Douglas Kiker

Douglas Kiker (January 7, 1930 August 14, 1991) was an American author and newspaper and television reporter whose career spanned some three decades.

Kiker was born in Griffin, Georgia. He first gained national attention for his book "The Southerner," published in 1957 and followed by "Strangers on the Shore". Later, he became director of information for the Peace Corps, serving from 1961 until 1963. He left the government and became a reporter for the New York Herald Tribune newspaper and in his first week on the job rode in the press bus in the motorcade of President John F. Kennedy when Kennedy was assassinated in Dallas, Texas. By 1966, NBC News had taken notice of his varied background and hired him as a correspondent. He would remain with that network for the rest of his life.

Kiker became distinguished for his numerous assignments over the years for NBC. Perhaps his best-known work was covering military conflicts in Southeast Asia (namely Vietnam) and the Mideast (particularly the Iranian Revolution); during much of that time, he served as NBC's Rome bureau chief, with a territory encompassing most of Europe and western Asia. He received the Peabody Award in 1970 for his coverage of the Black September in Jordan conflict.

• TASK DIRECTIONS: Pick up the account of Douglas Kiker's life and career where it stops, and carry it on after its last sentence. The listing that follows is separate material, unrelated to the passage about Douglas Kiker.

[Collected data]
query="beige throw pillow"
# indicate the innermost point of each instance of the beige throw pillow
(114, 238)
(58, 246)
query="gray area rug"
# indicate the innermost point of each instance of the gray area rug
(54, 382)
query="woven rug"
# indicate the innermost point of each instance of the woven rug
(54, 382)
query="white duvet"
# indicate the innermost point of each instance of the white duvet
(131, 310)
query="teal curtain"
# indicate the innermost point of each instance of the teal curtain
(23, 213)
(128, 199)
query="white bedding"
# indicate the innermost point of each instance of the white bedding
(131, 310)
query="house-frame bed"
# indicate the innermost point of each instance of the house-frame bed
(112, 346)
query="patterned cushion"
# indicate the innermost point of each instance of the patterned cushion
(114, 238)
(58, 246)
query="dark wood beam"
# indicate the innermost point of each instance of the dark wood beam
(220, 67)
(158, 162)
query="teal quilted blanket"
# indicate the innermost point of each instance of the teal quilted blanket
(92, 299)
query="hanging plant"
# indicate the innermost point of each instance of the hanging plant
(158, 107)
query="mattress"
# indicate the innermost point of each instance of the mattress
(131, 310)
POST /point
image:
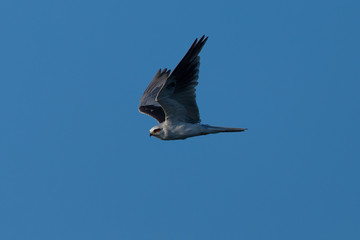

• EXPECTED OUTPUT:
But Kiker also excelled at domestic stories, as well, including the Civil Rights movement and U.S. politics. He reported from Walter Reed Army Medical Center on the 1969 death of President Dwight Eisenhower.[1] He was also the commentator on the August 9, 1974 live broadcast of President Richard Nixon's departure from office in disgrace from the Watergate scandal. Kiker filed reports for David Brinkley's documentaries and short-lived newsmagazines during the 1970s, in addition to his regular work on NBC Nightly News, where he occasionally anchored on the weekends. Kiker worked as a floor reporter during NBC's coverage of the 1972 political conventions and was Washington editor for Today in the mid- to late 1970s.

In the early 1980s, Kiker did a report critical of radio personality Howard Stern, just as Stern was leaving a Washington D.C. station to join WNBC-AM in New York. The report likely foretold the problems Stern would later have at WNBC.

Despite the success of his 1950s novels, Kiker did not return to book length fiction until later in his life, when he wrote three mystery novels, "Murder on Clam Pond" (published in 1986), "Death at the Cut" (1988), and "Death Below Deck" (1991). The mysteries were set on Cape Cod and featured reporter Mac McFarland. They received considerable critical acclaim.

According to obituaries in The New York Times and other major newspapers, Douglas Kiker died in his sleep, apparently from a heart attack, while vacationing at his beloved Cape Cod summer home in Chatham, Massachusetts. He was 61. He was survived by his wife, one daughter. and four sons.